Problem to solve: Rewrite the items below with "shipping container" swapped for "cargo container" everywhere it occurs, keeping everything else the same. Leave out the pictures.

Provided information:
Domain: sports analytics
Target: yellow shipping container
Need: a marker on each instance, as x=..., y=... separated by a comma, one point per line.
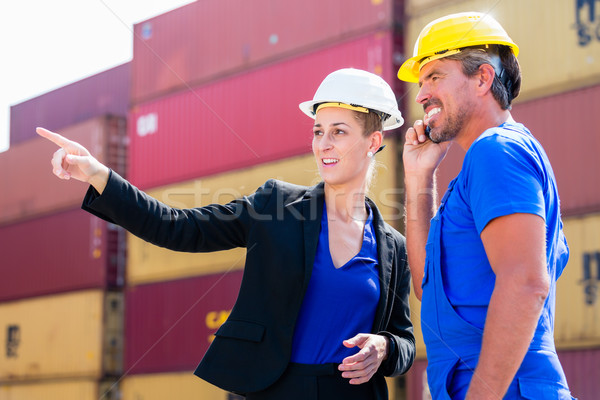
x=60, y=390
x=70, y=335
x=577, y=322
x=559, y=42
x=148, y=263
x=179, y=385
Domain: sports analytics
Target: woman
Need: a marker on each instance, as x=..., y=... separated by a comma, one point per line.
x=322, y=311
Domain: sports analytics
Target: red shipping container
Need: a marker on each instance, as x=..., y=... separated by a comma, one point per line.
x=211, y=39
x=582, y=368
x=28, y=186
x=72, y=250
x=169, y=325
x=245, y=120
x=566, y=126
x=100, y=94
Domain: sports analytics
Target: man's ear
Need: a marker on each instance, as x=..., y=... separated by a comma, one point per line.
x=485, y=77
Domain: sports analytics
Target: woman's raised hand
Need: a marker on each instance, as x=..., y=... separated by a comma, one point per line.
x=73, y=160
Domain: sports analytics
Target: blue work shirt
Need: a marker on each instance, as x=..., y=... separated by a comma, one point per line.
x=339, y=302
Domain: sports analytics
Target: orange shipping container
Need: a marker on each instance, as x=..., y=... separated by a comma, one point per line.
x=180, y=386
x=79, y=389
x=577, y=322
x=28, y=187
x=71, y=335
x=148, y=263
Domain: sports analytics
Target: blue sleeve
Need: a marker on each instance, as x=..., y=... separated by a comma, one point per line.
x=504, y=177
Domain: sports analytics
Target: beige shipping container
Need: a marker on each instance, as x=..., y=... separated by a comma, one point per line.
x=82, y=389
x=65, y=336
x=149, y=263
x=558, y=40
x=415, y=317
x=577, y=322
x=28, y=186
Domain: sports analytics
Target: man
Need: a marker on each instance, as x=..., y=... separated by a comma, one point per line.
x=485, y=265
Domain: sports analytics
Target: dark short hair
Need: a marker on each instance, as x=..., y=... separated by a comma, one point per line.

Worked answer:
Domain: sports analytics
Target: yellow cargo container
Need: a marker on each instance, as x=..., y=... separated by a comma, one point per line.
x=60, y=390
x=70, y=335
x=577, y=322
x=559, y=42
x=148, y=263
x=179, y=385
Domain: sports analytics
Target: woman
Need: a marker on each instance, as x=..., y=... separated by a comma, one point per line.
x=322, y=311
Domain: sports analytics
Target: red cargo container
Need: a marker on each instance, as x=..., y=... separated by a comma, one point per line.
x=211, y=39
x=582, y=368
x=28, y=186
x=72, y=250
x=169, y=325
x=245, y=120
x=566, y=126
x=100, y=94
Domain: sports analytics
Target: man's ear
Need: a marker on each instance, as x=..., y=... separated by a comma, one point per line.
x=485, y=77
Domain: sports analytics
Target: woman's raised hand
Need: a marker on each instance, as x=..., y=... separated by a comma, one point per line.
x=73, y=160
Domain: sports analytics
Target: blue work shirt
Need: a marker on each instance, as x=..., y=... separated by a comma, one point per line.
x=339, y=302
Domain: sports analytics
Target: orange cargo container
Need: a marker on each instance, as x=..., y=... separated by a comma, one point per line.
x=180, y=386
x=79, y=389
x=577, y=322
x=28, y=187
x=71, y=335
x=148, y=263
Domain: sports analytics
Target: blue sleeve
Need: a marker on each instance, as x=..., y=... separated by a comma, one point per line.
x=504, y=177
Domain: sports analytics
Target: beige cargo container
Need: a marker on each instance, as x=..., y=... separated by a comma, one point per line.
x=82, y=389
x=65, y=336
x=149, y=263
x=558, y=40
x=415, y=317
x=577, y=322
x=28, y=186
Domain: sports analytics
Target: man
Need: a marker on each instance, as x=..., y=... separated by a comma, one point per line.
x=485, y=265
Domain: sports analytics
Target: dark short hair
Need: a marker on each instance, as x=..., y=... separated by a comma, one point per line.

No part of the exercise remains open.